#### WHAT IS NEEDED
Repeat the data exactly, please.

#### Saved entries

· · · · · · ·

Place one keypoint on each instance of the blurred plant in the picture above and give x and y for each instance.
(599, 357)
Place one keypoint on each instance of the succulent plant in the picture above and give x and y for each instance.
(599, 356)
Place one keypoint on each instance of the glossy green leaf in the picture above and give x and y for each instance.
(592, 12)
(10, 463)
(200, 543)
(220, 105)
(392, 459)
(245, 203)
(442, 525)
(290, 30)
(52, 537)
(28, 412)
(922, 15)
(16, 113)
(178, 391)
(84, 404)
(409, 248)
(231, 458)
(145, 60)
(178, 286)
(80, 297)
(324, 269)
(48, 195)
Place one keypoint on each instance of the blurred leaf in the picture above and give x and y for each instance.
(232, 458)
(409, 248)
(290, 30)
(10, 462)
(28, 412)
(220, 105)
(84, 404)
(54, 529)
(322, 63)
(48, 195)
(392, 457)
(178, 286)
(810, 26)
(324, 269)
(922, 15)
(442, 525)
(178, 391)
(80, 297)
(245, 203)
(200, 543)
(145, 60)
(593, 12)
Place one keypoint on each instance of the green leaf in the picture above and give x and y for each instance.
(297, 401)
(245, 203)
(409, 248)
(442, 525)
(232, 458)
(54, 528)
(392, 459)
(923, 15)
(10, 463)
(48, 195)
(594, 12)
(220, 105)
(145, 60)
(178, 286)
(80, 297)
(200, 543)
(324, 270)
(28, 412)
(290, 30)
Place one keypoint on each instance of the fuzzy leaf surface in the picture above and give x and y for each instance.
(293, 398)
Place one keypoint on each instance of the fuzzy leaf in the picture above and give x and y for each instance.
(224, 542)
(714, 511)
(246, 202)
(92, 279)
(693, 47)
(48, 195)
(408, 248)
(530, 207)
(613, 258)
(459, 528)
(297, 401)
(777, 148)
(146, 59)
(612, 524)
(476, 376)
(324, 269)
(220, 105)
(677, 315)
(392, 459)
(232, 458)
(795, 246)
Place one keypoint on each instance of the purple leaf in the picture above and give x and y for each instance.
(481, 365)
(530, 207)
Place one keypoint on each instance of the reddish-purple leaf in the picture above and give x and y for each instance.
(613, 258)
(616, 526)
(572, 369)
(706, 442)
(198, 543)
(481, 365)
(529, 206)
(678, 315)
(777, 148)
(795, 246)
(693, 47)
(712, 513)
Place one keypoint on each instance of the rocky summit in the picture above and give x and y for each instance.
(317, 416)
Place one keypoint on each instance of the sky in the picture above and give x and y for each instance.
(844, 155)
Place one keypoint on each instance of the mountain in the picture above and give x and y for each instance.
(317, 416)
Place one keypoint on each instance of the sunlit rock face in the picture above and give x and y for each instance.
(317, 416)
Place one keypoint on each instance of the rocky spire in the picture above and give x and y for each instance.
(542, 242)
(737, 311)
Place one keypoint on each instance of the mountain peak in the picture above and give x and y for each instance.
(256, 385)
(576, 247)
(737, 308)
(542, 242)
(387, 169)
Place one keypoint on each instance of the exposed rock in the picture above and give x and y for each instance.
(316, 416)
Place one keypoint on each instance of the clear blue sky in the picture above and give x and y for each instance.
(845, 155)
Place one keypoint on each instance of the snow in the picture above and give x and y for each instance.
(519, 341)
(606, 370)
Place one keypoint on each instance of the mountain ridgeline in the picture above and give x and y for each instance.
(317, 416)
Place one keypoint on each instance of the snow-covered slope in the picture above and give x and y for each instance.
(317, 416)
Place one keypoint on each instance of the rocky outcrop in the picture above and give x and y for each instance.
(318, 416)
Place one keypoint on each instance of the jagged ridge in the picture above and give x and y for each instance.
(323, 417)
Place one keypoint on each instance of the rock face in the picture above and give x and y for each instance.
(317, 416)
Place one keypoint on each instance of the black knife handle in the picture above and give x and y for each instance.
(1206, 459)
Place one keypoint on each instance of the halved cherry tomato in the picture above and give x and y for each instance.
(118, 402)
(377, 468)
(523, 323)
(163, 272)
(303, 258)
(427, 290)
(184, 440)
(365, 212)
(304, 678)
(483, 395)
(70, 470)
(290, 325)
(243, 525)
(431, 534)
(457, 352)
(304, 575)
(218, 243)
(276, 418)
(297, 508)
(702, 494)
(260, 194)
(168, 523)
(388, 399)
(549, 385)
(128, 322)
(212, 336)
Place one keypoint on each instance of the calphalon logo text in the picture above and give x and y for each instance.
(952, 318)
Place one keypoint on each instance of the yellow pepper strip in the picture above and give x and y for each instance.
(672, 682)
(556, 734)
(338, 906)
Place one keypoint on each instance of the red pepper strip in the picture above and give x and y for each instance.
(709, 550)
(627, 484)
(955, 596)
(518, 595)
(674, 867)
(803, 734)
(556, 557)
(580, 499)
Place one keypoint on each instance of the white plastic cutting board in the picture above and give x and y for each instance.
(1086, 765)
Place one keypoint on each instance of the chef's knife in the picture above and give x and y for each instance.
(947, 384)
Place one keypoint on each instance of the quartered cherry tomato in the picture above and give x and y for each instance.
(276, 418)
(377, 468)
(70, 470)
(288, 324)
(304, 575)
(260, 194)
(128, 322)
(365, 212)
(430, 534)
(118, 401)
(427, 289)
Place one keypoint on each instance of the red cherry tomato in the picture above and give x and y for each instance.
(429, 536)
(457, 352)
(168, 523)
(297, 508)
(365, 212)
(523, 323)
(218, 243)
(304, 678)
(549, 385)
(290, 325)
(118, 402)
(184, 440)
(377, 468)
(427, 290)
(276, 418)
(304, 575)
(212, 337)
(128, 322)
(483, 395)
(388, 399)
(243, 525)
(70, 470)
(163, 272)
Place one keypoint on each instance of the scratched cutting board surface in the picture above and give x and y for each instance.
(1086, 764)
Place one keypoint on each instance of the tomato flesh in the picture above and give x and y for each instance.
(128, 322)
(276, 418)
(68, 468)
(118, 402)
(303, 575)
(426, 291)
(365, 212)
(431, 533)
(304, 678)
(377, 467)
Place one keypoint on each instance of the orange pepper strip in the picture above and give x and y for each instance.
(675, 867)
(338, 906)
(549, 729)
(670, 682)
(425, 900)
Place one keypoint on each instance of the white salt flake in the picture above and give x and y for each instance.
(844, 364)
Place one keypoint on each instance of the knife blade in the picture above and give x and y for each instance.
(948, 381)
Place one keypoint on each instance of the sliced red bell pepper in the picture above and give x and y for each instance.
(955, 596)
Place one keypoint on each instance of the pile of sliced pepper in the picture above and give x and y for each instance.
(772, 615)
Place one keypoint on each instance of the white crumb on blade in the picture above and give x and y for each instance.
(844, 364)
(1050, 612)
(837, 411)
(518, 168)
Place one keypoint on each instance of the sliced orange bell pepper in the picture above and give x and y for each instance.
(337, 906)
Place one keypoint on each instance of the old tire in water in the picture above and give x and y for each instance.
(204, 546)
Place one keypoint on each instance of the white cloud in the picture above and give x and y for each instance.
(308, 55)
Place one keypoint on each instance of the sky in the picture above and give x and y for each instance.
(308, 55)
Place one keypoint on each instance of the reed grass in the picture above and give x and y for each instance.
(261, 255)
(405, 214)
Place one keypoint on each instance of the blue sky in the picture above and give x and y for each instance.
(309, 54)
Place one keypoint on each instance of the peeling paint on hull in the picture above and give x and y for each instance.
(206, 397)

· · · · · · ·

#### SOLUTION BELOW
Place one keypoint on each instance of the blurred plant in the picture above and give x and y for each instance.
(599, 357)
Place one keypoint on each instance of the succulent plant in the picture above and give x and y for each instance.
(599, 356)
Place one keypoint on each instance of the glossy green leaf in the picture above and give x and y for each instance.
(592, 12)
(10, 463)
(200, 543)
(220, 105)
(392, 459)
(245, 203)
(442, 525)
(290, 30)
(52, 537)
(28, 412)
(922, 15)
(16, 113)
(178, 391)
(84, 404)
(409, 248)
(231, 458)
(145, 60)
(178, 286)
(80, 297)
(324, 269)
(48, 195)
Place one keypoint on each instance of the blurred leaf in the picture above and give x and y for each instance.
(232, 458)
(409, 248)
(290, 30)
(10, 462)
(28, 412)
(220, 105)
(84, 404)
(54, 529)
(322, 63)
(48, 195)
(392, 457)
(178, 286)
(810, 26)
(324, 269)
(922, 15)
(442, 525)
(178, 391)
(80, 297)
(245, 203)
(200, 543)
(145, 60)
(593, 12)
Place one keypoint on each instance of the green leaf in the picture above and give x and y for each instance.
(297, 401)
(245, 203)
(409, 248)
(442, 525)
(232, 458)
(54, 528)
(392, 459)
(923, 15)
(10, 463)
(48, 195)
(594, 12)
(220, 105)
(145, 60)
(178, 286)
(80, 297)
(200, 543)
(324, 270)
(28, 412)
(290, 30)
Place one keypoint on each instance of the fuzzy leaf surface in the picture above and give x and y for each instance.
(293, 398)
Place one keypoint on each instance of the fuzzy leaf in the picture above and give x and y for each instance.
(224, 542)
(714, 511)
(246, 202)
(92, 279)
(693, 47)
(48, 195)
(408, 248)
(530, 207)
(613, 258)
(459, 528)
(297, 401)
(777, 148)
(146, 59)
(612, 524)
(476, 376)
(324, 269)
(220, 105)
(677, 315)
(392, 459)
(232, 458)
(795, 246)
Place one keypoint on each instance of the purple leaf in the picture above and give x and y for each instance.
(481, 365)
(530, 207)
Place one keypoint on each instance of the reddish-purple leaf in the picture above and give x and y for each instance.
(613, 258)
(616, 526)
(572, 369)
(706, 442)
(198, 543)
(481, 365)
(529, 206)
(678, 315)
(777, 148)
(795, 246)
(693, 47)
(712, 513)
Place one keypoint on each instance of the rocky summit in the picture above and give x and y for each instance.
(317, 416)
Place one keypoint on each instance of the sky in the picture above and give x and y for each instance.
(844, 155)
Place one keypoint on each instance of the mountain in the picture above and give x and y for each instance.
(317, 416)
Place one keypoint on each instance of the sunlit rock face in the picture above and give x and y for each instance.
(317, 416)
Place one keypoint on each instance of the rocky spire in the picture above and give x and y for each instance.
(542, 242)
(737, 311)
Place one keypoint on each instance of the mountain peak in the picture above and give x and y for each instance.
(256, 385)
(576, 247)
(737, 308)
(542, 242)
(387, 169)
Place one keypoint on each instance of the exposed rock in the picture above and give x and y for each instance.
(316, 416)
Place one keypoint on each instance of the clear blue sky in the picture above and give x and y for each instance.
(845, 155)
Place one keypoint on each instance of the snow in the picture above and give x and y for each instance.
(519, 341)
(606, 370)
Place one keypoint on each instance of the mountain ridgeline in the picture above and give x and y for each instance.
(317, 416)
Place one keypoint on each instance of the snow-covered slope in the picture above and give x and y for each instance.
(317, 416)
Place one keypoint on each instance of the rocky outcrop in the picture above and give x and y for each instance.
(318, 416)
Place one keypoint on each instance of the jagged ridge in the picture above and give x and y for each instance.
(323, 417)
Place one keypoint on each instance of the rock face in the picture above and give x and y for each instance.
(317, 416)
Place one keypoint on each instance of the black knife handle in the picture above and give x and y for each instance.
(1206, 459)
Place one keypoint on each instance of the halved cherry tomato in the picture above and give x and y for each instance.
(118, 402)
(377, 468)
(523, 323)
(163, 272)
(303, 258)
(427, 290)
(184, 440)
(365, 212)
(304, 678)
(483, 395)
(70, 470)
(290, 325)
(243, 525)
(431, 534)
(457, 352)
(304, 575)
(218, 243)
(276, 418)
(297, 508)
(702, 494)
(260, 194)
(168, 523)
(388, 399)
(549, 385)
(128, 322)
(212, 336)
Place one keypoint on each instance of the calphalon logo text in the picture above and give x and y for each instance.
(952, 318)
Place one keypoint on each instance of the yellow pepper strip in the picture above and give x and y for each instance.
(672, 682)
(556, 734)
(338, 906)
Place one keypoint on each instance of the red pepper strip in the picture above and give x and y for each instance.
(709, 550)
(627, 484)
(955, 596)
(518, 595)
(674, 867)
(803, 734)
(556, 557)
(580, 499)
Place one keypoint on each instance of the white plastic cutting board in the picture above and give x and y for each instance.
(1086, 765)
Place one keypoint on each instance of the chef's knife in the picture above and give x and y for each instance.
(947, 384)
Place one keypoint on each instance of the quartered cherry tomato in the picture above and give x and y for each instance.
(276, 418)
(377, 468)
(70, 470)
(288, 324)
(304, 575)
(260, 194)
(128, 322)
(365, 212)
(430, 534)
(118, 401)
(427, 289)
Place one keypoint on each instance of the red cherry tomato in the picture above and give x and y for each instance.
(429, 536)
(457, 352)
(168, 523)
(297, 508)
(365, 212)
(523, 323)
(218, 243)
(304, 678)
(549, 385)
(290, 325)
(118, 402)
(184, 440)
(377, 468)
(427, 290)
(276, 418)
(304, 575)
(212, 337)
(128, 322)
(483, 395)
(388, 399)
(243, 525)
(70, 470)
(163, 272)
Place one keypoint on each instance of the scratched cutting board surface in the picture above and give x and y for each instance.
(1086, 764)
Place one keypoint on each instance of the tomato flesh in the picture above and give x and y for each instance.
(128, 322)
(276, 418)
(68, 468)
(118, 402)
(303, 575)
(426, 291)
(365, 212)
(431, 533)
(304, 678)
(377, 467)
Place one keypoint on each instance of the orange pepper strip in the picture above and give x and y for each instance.
(675, 867)
(338, 906)
(549, 729)
(670, 682)
(425, 900)
Place one keypoint on each instance of the white salt flake in the picture above and give x and y for each instance.
(844, 364)
Place one keypoint on each instance of the knife blade in the picture above and give x and y for each instance.
(948, 381)
Place one keypoint on each instance of the sliced red bell pepper in the picture above and give x and y for each instance.
(955, 596)
Place one keypoint on each instance of the pile of sliced pepper in the picture above and give x and y for each instance.
(772, 615)
Place one keypoint on each instance of the white crumb on blade in the picture above and give x and y for each instance.
(844, 364)
(1050, 612)
(837, 411)
(518, 168)
Place one keypoint on each instance of the sliced orange bell pepper in the picture above and give x and y for each instance.
(337, 906)
Place one keypoint on each instance of the old tire in water in the picture above and give x and y for each instance.
(204, 546)
Place one keypoint on each instance of the white cloud in the picture above and give x and y for each instance.
(308, 55)
Place one keypoint on each instance of the sky in the picture above and give x and y for each instance.
(308, 55)
Place one keypoint on each instance of the reed grass in the picture above and give x and y for each instance.
(261, 255)
(405, 214)
Place one keypoint on each instance of the blue sky in the picture above and give x and y for each instance.
(309, 54)
Place one keypoint on each instance of the peeling paint on hull in the picture above and give x and y for each instance.
(206, 397)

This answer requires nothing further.